**What is needed:** Each of the entries below needs to be given again exactly.

-=-=-=-=-

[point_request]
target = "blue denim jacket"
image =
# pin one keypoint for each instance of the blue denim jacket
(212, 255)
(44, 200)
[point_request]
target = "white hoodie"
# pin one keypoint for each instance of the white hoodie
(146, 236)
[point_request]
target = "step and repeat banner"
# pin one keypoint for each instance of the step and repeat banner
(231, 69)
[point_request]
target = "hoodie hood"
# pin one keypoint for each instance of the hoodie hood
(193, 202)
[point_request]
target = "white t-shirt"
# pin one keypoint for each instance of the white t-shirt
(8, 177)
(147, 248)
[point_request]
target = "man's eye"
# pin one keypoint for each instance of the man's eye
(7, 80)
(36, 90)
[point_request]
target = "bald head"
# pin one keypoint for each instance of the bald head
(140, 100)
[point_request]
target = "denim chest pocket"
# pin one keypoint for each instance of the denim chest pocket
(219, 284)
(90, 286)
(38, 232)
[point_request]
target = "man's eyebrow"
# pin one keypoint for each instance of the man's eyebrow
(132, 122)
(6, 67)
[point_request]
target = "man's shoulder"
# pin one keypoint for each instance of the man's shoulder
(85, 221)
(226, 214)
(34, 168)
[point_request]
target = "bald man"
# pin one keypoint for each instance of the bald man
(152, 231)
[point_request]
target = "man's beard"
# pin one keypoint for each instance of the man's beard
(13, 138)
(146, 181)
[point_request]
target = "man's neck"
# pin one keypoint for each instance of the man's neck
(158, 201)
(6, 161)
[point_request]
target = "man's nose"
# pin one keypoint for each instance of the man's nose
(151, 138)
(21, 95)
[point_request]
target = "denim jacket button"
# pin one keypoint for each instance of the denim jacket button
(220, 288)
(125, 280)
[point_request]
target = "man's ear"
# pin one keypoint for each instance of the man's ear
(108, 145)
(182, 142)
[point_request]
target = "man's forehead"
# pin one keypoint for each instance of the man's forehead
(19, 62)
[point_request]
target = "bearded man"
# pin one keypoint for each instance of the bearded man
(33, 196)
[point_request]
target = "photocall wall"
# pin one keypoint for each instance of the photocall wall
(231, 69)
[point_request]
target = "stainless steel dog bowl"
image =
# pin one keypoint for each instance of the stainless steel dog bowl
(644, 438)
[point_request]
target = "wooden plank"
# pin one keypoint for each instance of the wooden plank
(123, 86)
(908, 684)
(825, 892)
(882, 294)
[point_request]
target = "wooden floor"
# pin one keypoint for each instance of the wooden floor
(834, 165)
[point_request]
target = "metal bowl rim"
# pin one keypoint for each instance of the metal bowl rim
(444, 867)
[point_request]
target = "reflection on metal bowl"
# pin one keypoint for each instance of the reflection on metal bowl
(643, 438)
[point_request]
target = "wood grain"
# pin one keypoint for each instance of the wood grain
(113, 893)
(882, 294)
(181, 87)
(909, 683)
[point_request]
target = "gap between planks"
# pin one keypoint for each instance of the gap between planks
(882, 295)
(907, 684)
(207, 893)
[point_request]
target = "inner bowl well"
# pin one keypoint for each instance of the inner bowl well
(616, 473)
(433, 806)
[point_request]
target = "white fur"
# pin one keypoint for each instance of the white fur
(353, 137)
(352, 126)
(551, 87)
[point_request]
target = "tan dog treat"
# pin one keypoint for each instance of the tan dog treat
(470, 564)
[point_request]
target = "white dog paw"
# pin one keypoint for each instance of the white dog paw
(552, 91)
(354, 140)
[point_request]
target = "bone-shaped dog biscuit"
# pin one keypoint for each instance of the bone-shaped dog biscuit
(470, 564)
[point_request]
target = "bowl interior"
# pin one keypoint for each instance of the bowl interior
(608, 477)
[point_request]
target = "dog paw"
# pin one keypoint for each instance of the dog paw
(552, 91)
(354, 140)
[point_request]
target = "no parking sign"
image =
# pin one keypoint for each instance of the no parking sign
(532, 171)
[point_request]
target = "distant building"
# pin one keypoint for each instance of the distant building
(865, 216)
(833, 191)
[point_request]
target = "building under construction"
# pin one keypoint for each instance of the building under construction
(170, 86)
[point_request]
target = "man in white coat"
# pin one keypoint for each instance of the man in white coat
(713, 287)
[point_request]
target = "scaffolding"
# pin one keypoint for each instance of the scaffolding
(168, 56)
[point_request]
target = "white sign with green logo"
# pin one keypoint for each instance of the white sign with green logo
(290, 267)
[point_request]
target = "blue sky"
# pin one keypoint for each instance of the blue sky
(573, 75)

-=-=-=-=-

**Answer section:**
[point_request]
target = "blue denim jacket"
image =
# pin one keypoint for each instance of the blue denim jacket
(212, 255)
(44, 200)
[point_request]
target = "white hoodie"
# pin one keypoint for each instance of the white hoodie
(146, 236)
[point_request]
target = "step and repeat banner"
# pin one keypoint for each instance of the step and repeat banner
(231, 69)
[point_request]
target = "hoodie hood"
# pin one keypoint for each instance of the hoodie hood
(193, 202)
[point_request]
target = "white t-shirt"
# pin one keypoint for each instance of the white t-shirt
(8, 177)
(147, 248)
[point_request]
target = "man's eye"
# pin one keypoint for each instance of the man's eye
(7, 80)
(36, 90)
[point_request]
target = "bald head"
# pin one keypoint for each instance of the bald head
(140, 100)
[point_request]
target = "denim chest pocket"
# pin one keypoint for each instance of the denim chest pocket
(219, 284)
(90, 286)
(38, 232)
[point_request]
target = "man's eyebrow"
# pin one keypoint for each instance of the man's eyebrow
(132, 122)
(6, 67)
[point_request]
target = "man's shoulder"
# pin one keypoint for each instance of the man's shoulder
(85, 221)
(226, 214)
(34, 168)
[point_request]
target = "bald man"
# pin one keypoint for each instance of the bald man
(152, 231)
[point_request]
target = "man's beard"
# pin one keypoint for each instance of the man's beard
(13, 138)
(146, 181)
[point_request]
target = "man's neck"
# pin one keypoint for each instance of the man's neck
(158, 201)
(6, 161)
[point_request]
target = "man's nose"
# pin one keypoint for each instance of the man's nose
(151, 138)
(21, 95)
[point_request]
target = "denim jacket button"
# pin one keypoint for each instance of the denim jacket button
(220, 288)
(125, 280)
[point_request]
target = "man's ear"
# pin one keypoint for each instance of the man's ear
(108, 145)
(182, 142)
[point_request]
target = "man's forehead"
# pin one keypoint for each instance of the man's forehead
(19, 62)
[point_request]
target = "bearded man"
# pin one keypoint for each instance of the bearded man
(33, 196)
[point_request]
target = "photocall wall"
# pin one keypoint for each instance of the photocall wall
(231, 69)
[point_request]
target = "stainless steel dog bowl"
image =
# pin one keypoint for each instance of the stainless steel dog bowl
(644, 438)
[point_request]
target = "wooden plank"
# pin one keypoint for each instance of the wooden plank
(123, 86)
(908, 684)
(825, 892)
(882, 294)
[point_request]
target = "wooden floor"
# pin one keypoint for each instance of the wooden floor
(834, 165)
[point_request]
target = "metal bowl rim"
# pin one keypoint for each instance of the metal bowl rim
(444, 867)
[point_request]
target = "reflection on metal bowl"
# pin one keypoint for each instance of the reflection on metal bowl
(643, 438)
[point_request]
target = "wood grain"
# pin one keypoint for each instance of the wood grain
(113, 893)
(882, 294)
(181, 87)
(909, 683)
[point_request]
target = "gap between planks"
# pin one keypoint for each instance of the gap between planks
(882, 295)
(907, 684)
(207, 893)
[point_request]
target = "inner bowl well"
# pin one keypoint for each instance of the inner bowl well
(616, 473)
(433, 806)
[point_request]
target = "white fur"
# pin one keypoint for each instance of the white fur
(353, 137)
(352, 126)
(551, 87)
[point_request]
target = "tan dog treat"
# pin one keypoint for each instance of the tan dog treat
(470, 564)
[point_request]
target = "white dog paw"
# pin one keypoint for each instance of the white dog paw
(552, 91)
(354, 140)
[point_request]
target = "bone-shaped dog biscuit"
# pin one keypoint for each instance of the bone-shaped dog biscuit
(470, 564)
[point_request]
target = "bowl interior"
# pin one keypoint for each instance of the bowl interior
(608, 477)
[point_request]
target = "dog paw"
# pin one keypoint for each instance of the dog paw
(552, 91)
(354, 140)
[point_request]
target = "no parking sign"
image =
# pin one keypoint for each instance of the no parking sign
(532, 171)
[point_request]
target = "distant building"
# pin one keypoint for each instance of the distant building
(865, 216)
(833, 191)
[point_request]
target = "building under construction"
# pin one keypoint for each instance of the building under construction
(170, 86)
[point_request]
target = "man in white coat"
# pin one keypoint for each instance of the man in white coat
(713, 287)
[point_request]
target = "scaffolding"
# pin one keypoint for each instance of the scaffolding
(168, 56)
[point_request]
target = "white sign with green logo"
# pin one keypoint for each instance of the white sign with green logo
(290, 267)
[point_request]
target = "blue sky"
# pin one keypoint for each instance of the blue sky
(573, 75)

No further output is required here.